(Point labeling material)
>> Start

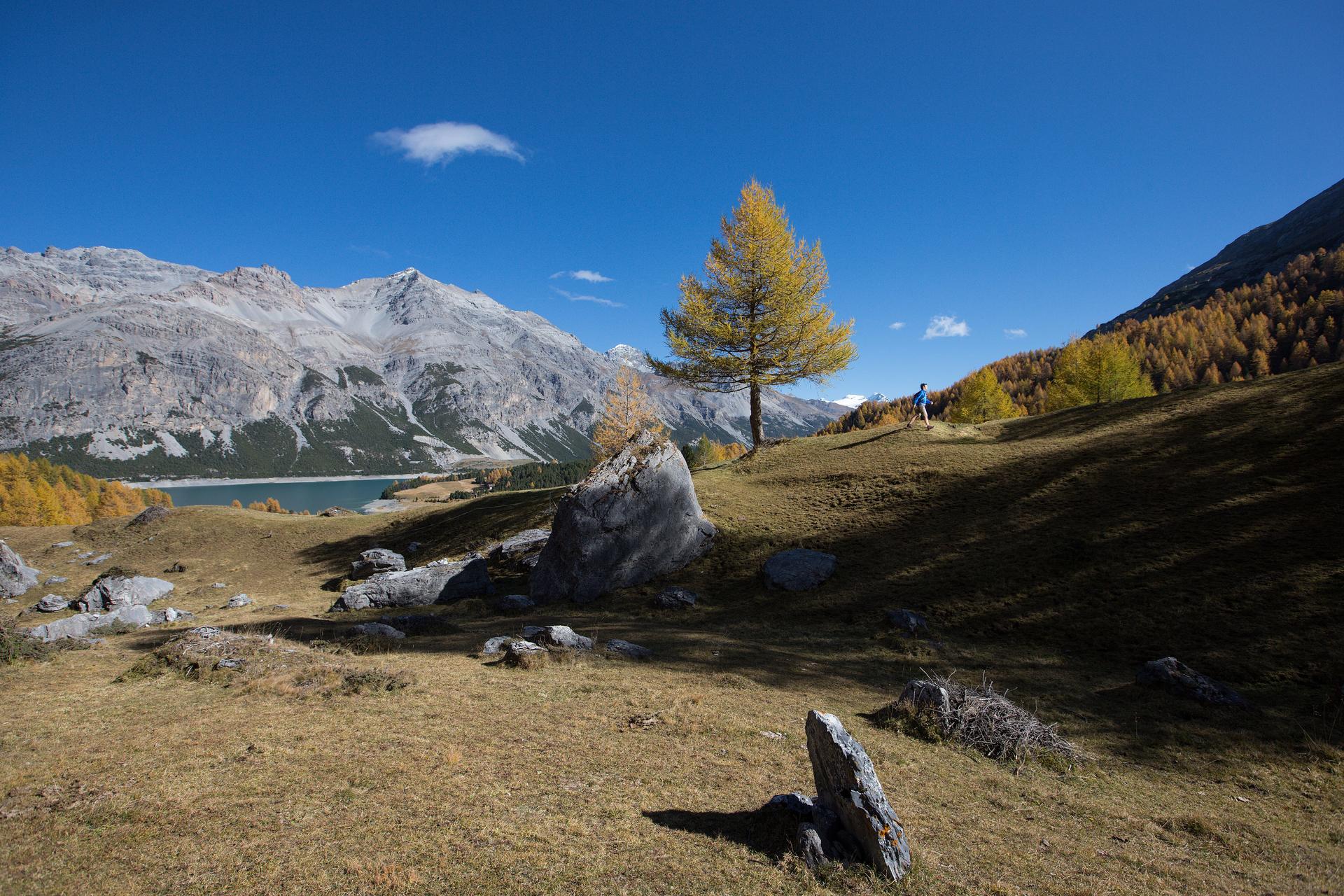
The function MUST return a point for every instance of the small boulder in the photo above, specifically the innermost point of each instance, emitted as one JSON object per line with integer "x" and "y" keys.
{"x": 51, "y": 603}
{"x": 112, "y": 592}
{"x": 17, "y": 577}
{"x": 378, "y": 630}
{"x": 907, "y": 622}
{"x": 673, "y": 598}
{"x": 848, "y": 786}
{"x": 562, "y": 637}
{"x": 435, "y": 583}
{"x": 375, "y": 562}
{"x": 799, "y": 570}
{"x": 635, "y": 517}
{"x": 151, "y": 514}
{"x": 512, "y": 603}
{"x": 628, "y": 650}
{"x": 1175, "y": 676}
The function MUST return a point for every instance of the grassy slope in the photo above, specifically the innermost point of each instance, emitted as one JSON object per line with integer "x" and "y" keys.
{"x": 1054, "y": 554}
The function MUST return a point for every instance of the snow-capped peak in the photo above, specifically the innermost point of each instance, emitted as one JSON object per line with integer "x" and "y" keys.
{"x": 629, "y": 356}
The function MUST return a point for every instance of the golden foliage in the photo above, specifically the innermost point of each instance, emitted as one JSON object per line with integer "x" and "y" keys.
{"x": 983, "y": 399}
{"x": 45, "y": 493}
{"x": 628, "y": 413}
{"x": 757, "y": 317}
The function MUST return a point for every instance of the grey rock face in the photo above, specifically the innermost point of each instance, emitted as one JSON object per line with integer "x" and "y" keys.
{"x": 512, "y": 603}
{"x": 151, "y": 514}
{"x": 440, "y": 583}
{"x": 377, "y": 561}
{"x": 634, "y": 519}
{"x": 628, "y": 650}
{"x": 848, "y": 786}
{"x": 1175, "y": 676}
{"x": 15, "y": 575}
{"x": 116, "y": 592}
{"x": 799, "y": 570}
{"x": 561, "y": 637}
{"x": 907, "y": 622}
{"x": 378, "y": 630}
{"x": 675, "y": 598}
{"x": 51, "y": 603}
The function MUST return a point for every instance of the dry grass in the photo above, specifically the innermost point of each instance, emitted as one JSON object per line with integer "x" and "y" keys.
{"x": 1054, "y": 554}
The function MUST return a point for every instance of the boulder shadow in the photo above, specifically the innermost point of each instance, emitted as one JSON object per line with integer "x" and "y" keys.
{"x": 766, "y": 830}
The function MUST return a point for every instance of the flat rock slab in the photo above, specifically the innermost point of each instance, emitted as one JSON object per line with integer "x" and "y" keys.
{"x": 435, "y": 583}
{"x": 675, "y": 598}
{"x": 634, "y": 517}
{"x": 116, "y": 592}
{"x": 848, "y": 786}
{"x": 799, "y": 570}
{"x": 1175, "y": 676}
{"x": 375, "y": 562}
{"x": 17, "y": 577}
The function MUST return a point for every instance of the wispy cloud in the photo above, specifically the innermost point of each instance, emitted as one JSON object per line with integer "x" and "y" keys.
{"x": 588, "y": 298}
{"x": 445, "y": 141}
{"x": 590, "y": 276}
{"x": 945, "y": 326}
{"x": 369, "y": 250}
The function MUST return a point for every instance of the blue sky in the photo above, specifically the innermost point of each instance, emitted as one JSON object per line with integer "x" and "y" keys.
{"x": 1015, "y": 168}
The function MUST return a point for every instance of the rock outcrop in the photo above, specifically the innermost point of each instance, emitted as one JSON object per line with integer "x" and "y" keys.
{"x": 15, "y": 575}
{"x": 377, "y": 561}
{"x": 115, "y": 592}
{"x": 435, "y": 583}
{"x": 1175, "y": 676}
{"x": 635, "y": 517}
{"x": 799, "y": 570}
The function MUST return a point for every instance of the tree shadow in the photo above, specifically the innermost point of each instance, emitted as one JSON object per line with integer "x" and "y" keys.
{"x": 766, "y": 830}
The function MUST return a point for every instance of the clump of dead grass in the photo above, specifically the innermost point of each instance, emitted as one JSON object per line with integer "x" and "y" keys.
{"x": 939, "y": 708}
{"x": 262, "y": 663}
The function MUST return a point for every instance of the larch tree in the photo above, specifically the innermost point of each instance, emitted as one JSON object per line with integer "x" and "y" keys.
{"x": 1105, "y": 368}
{"x": 756, "y": 318}
{"x": 983, "y": 399}
{"x": 628, "y": 412}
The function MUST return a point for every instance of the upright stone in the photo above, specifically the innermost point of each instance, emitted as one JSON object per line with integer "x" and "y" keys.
{"x": 634, "y": 517}
{"x": 848, "y": 786}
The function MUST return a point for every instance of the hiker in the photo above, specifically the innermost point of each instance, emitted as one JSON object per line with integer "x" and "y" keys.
{"x": 921, "y": 407}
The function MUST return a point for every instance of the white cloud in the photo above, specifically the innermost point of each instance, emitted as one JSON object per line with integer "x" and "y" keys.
{"x": 590, "y": 276}
{"x": 445, "y": 140}
{"x": 588, "y": 298}
{"x": 945, "y": 326}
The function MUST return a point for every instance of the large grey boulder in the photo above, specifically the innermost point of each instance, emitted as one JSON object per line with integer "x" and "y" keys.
{"x": 634, "y": 517}
{"x": 17, "y": 577}
{"x": 562, "y": 637}
{"x": 116, "y": 592}
{"x": 375, "y": 562}
{"x": 436, "y": 583}
{"x": 51, "y": 603}
{"x": 848, "y": 786}
{"x": 1175, "y": 676}
{"x": 799, "y": 570}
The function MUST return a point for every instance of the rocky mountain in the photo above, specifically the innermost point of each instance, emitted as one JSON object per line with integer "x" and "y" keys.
{"x": 120, "y": 365}
{"x": 1317, "y": 223}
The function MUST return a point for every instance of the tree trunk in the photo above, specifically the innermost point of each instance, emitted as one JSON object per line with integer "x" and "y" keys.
{"x": 757, "y": 428}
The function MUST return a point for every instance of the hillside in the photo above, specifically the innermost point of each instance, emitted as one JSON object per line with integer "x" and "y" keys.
{"x": 1053, "y": 554}
{"x": 122, "y": 365}
{"x": 1316, "y": 223}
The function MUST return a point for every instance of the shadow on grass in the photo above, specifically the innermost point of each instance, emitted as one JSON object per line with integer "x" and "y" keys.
{"x": 765, "y": 830}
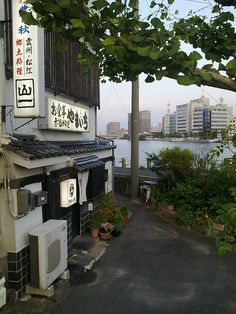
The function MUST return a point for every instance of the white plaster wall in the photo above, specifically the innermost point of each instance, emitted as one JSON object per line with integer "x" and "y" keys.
{"x": 27, "y": 223}
{"x": 31, "y": 127}
{"x": 15, "y": 231}
{"x": 108, "y": 184}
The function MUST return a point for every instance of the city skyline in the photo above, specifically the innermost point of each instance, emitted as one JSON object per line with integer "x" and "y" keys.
{"x": 116, "y": 100}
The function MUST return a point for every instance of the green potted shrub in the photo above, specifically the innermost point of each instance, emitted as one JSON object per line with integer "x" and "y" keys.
{"x": 125, "y": 213}
{"x": 95, "y": 223}
{"x": 117, "y": 222}
{"x": 105, "y": 230}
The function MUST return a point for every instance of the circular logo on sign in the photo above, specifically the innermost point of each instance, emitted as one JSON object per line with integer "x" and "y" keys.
{"x": 72, "y": 189}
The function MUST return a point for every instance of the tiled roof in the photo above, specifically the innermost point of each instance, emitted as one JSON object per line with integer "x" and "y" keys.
{"x": 86, "y": 163}
{"x": 31, "y": 148}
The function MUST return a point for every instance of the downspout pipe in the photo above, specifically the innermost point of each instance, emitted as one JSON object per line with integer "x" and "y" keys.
{"x": 2, "y": 81}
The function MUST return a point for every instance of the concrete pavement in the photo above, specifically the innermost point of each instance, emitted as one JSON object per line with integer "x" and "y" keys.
{"x": 153, "y": 267}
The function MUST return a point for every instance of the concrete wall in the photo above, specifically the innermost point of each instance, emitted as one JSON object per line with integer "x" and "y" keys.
{"x": 22, "y": 127}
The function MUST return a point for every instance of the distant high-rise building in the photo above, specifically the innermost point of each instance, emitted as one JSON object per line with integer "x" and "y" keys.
{"x": 144, "y": 122}
{"x": 211, "y": 118}
{"x": 169, "y": 123}
{"x": 184, "y": 114}
{"x": 113, "y": 129}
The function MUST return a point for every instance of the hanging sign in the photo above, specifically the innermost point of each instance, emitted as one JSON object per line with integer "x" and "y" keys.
{"x": 28, "y": 65}
{"x": 63, "y": 116}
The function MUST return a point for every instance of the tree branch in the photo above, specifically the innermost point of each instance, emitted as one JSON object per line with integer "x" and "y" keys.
{"x": 226, "y": 3}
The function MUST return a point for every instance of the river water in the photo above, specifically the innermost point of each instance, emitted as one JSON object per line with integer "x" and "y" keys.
{"x": 123, "y": 149}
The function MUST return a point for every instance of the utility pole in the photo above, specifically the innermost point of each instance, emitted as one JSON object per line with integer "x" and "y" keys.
{"x": 2, "y": 81}
{"x": 135, "y": 133}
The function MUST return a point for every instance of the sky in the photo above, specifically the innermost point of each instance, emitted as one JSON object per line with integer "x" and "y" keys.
{"x": 115, "y": 99}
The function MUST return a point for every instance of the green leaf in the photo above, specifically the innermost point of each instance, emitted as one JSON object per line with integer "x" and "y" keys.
{"x": 231, "y": 64}
{"x": 108, "y": 42}
{"x": 77, "y": 23}
{"x": 155, "y": 55}
{"x": 64, "y": 3}
{"x": 184, "y": 80}
{"x": 52, "y": 7}
{"x": 157, "y": 23}
{"x": 149, "y": 79}
{"x": 143, "y": 51}
{"x": 206, "y": 76}
{"x": 195, "y": 56}
{"x": 159, "y": 74}
{"x": 28, "y": 18}
{"x": 137, "y": 38}
{"x": 99, "y": 4}
{"x": 216, "y": 9}
{"x": 153, "y": 4}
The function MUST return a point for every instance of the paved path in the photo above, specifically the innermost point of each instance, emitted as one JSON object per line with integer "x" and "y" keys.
{"x": 156, "y": 268}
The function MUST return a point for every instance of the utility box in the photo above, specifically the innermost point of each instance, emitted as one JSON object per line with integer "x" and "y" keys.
{"x": 40, "y": 198}
{"x": 23, "y": 201}
{"x": 2, "y": 292}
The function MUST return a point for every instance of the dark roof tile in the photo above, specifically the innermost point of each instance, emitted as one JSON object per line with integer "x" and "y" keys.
{"x": 32, "y": 148}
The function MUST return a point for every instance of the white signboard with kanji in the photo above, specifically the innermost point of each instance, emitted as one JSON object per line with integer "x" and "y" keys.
{"x": 67, "y": 117}
{"x": 28, "y": 65}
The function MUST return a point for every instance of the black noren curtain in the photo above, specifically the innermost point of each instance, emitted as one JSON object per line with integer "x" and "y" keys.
{"x": 96, "y": 182}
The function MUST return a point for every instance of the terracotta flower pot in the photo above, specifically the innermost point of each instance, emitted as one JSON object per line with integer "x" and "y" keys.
{"x": 126, "y": 220}
{"x": 105, "y": 235}
{"x": 94, "y": 233}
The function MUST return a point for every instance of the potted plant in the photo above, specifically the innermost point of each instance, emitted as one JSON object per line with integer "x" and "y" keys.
{"x": 125, "y": 213}
{"x": 117, "y": 222}
{"x": 95, "y": 224}
{"x": 105, "y": 230}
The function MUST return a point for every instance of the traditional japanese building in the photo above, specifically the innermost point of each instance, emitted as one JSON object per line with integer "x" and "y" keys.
{"x": 52, "y": 164}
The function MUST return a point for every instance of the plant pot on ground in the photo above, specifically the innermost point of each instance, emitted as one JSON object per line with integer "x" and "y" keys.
{"x": 106, "y": 230}
{"x": 125, "y": 214}
{"x": 95, "y": 224}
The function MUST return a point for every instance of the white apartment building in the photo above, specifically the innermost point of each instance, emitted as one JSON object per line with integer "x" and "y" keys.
{"x": 184, "y": 114}
{"x": 221, "y": 114}
{"x": 113, "y": 129}
{"x": 232, "y": 127}
{"x": 144, "y": 122}
{"x": 169, "y": 123}
{"x": 211, "y": 118}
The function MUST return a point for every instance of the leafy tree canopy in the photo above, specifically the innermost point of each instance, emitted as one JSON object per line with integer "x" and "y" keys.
{"x": 125, "y": 45}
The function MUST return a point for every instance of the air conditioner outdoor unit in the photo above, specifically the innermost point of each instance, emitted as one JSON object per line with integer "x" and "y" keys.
{"x": 68, "y": 194}
{"x": 48, "y": 252}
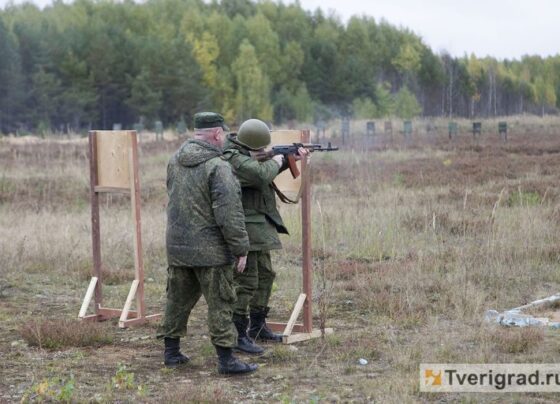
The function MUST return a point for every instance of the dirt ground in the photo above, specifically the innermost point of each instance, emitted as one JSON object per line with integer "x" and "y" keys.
{"x": 414, "y": 239}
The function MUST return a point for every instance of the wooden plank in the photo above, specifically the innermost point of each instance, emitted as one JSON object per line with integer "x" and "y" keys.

>> End

• _To do_:
Convert the material into a numbered list with no blank lines, starting at the line that contains "the white apartment" and running through the end of the material. Leave the pictures out of the list.

• _The response_:
1. The function MUST return a point for every instance of the white apartment building in the photo above, specifically the innermost point of each instance, emitted as one JSON object per line with integer "x" and "y" keys.
2. {"x": 184, "y": 114}
3. {"x": 221, "y": 114}
4. {"x": 113, "y": 129}
5. {"x": 232, "y": 127}
6. {"x": 144, "y": 122}
7. {"x": 169, "y": 123}
8. {"x": 211, "y": 118}
9. The function MUST return a point for every instance of the leafy tree canopy in the photo above, specifically the innermost point of each instance, emitted as one JSON object per line with integer "x" and "y" keys.
10. {"x": 125, "y": 45}
11. The function MUST return a point for every instance of the air conditioner outdoor unit in the photo above, specifically the innermost point of each instance, emitted as one JSON object per line with integer "x" and "y" keys.
12. {"x": 68, "y": 194}
13. {"x": 48, "y": 252}
14. The function MUST return a point for every instance of the dirt ground in the photo above, specifically the innermost point of each instance, emitted as one JSON object per line with integer "x" and "y" keys.
15. {"x": 414, "y": 239}
16. The function MUST return a point for every instance of the wooden plank in the photo above, specifically the innermost point of each instance, emitted as one JSON object per line with integer "x" and "y" keys.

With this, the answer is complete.